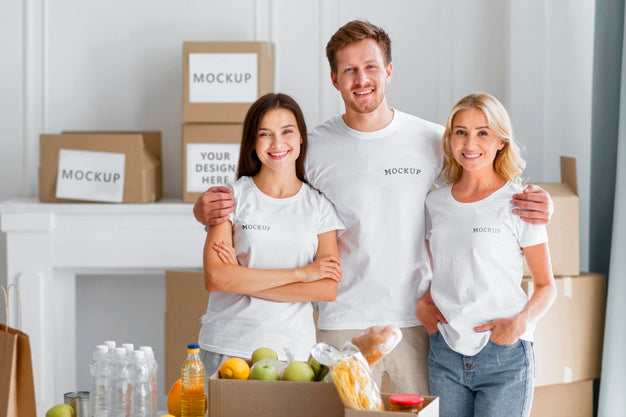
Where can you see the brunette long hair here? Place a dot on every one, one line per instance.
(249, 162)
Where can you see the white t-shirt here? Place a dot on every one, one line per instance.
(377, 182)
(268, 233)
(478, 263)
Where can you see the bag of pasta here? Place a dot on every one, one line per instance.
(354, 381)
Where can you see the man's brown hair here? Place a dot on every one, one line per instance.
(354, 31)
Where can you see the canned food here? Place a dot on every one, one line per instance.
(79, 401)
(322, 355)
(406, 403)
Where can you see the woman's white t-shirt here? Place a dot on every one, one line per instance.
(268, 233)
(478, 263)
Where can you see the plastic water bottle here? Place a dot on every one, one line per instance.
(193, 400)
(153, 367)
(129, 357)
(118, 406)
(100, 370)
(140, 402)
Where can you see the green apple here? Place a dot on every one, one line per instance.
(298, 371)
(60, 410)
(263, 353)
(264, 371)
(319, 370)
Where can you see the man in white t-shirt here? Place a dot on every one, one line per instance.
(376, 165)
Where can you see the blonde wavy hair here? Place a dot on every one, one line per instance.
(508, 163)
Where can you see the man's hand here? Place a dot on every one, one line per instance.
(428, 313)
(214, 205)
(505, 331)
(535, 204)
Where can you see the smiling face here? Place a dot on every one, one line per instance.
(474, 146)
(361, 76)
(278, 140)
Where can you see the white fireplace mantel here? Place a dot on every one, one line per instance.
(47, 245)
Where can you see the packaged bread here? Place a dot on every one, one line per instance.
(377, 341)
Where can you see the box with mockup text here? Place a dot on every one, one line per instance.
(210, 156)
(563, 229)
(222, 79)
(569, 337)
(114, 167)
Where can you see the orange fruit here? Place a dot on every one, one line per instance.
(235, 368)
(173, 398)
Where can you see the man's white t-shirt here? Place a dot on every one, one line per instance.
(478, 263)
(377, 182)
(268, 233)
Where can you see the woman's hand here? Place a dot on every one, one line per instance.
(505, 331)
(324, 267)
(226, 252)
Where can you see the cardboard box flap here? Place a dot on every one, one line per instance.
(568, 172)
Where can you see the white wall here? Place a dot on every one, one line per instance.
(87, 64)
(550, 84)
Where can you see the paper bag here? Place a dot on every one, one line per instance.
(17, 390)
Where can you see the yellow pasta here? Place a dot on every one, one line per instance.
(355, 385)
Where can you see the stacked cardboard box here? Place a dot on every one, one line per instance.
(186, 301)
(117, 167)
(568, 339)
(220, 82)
...
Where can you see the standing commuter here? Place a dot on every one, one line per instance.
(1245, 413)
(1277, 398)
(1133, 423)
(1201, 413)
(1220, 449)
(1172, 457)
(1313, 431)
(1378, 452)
---
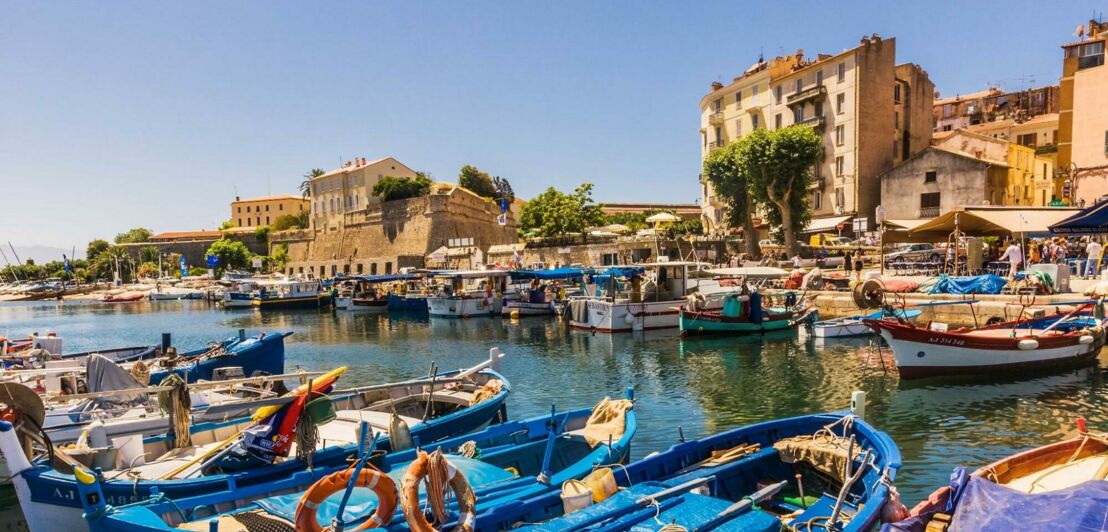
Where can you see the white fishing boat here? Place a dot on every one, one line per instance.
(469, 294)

● **Exercise description**
Identify every row above that contains the string "shirt", and copy each of those rows in full.

● **Reply**
Where can you see the white t-shirt here? Place a dot on every one, one line per instance.
Where can you see the woman's white t-shirt here? Place a dot on every one, one line per instance.
Where can you see the man in white t-shirt here? Place a dot on every one, one line per instance.
Where can you see the man's white t-shirt here? Place a dot on every one, one line per instance.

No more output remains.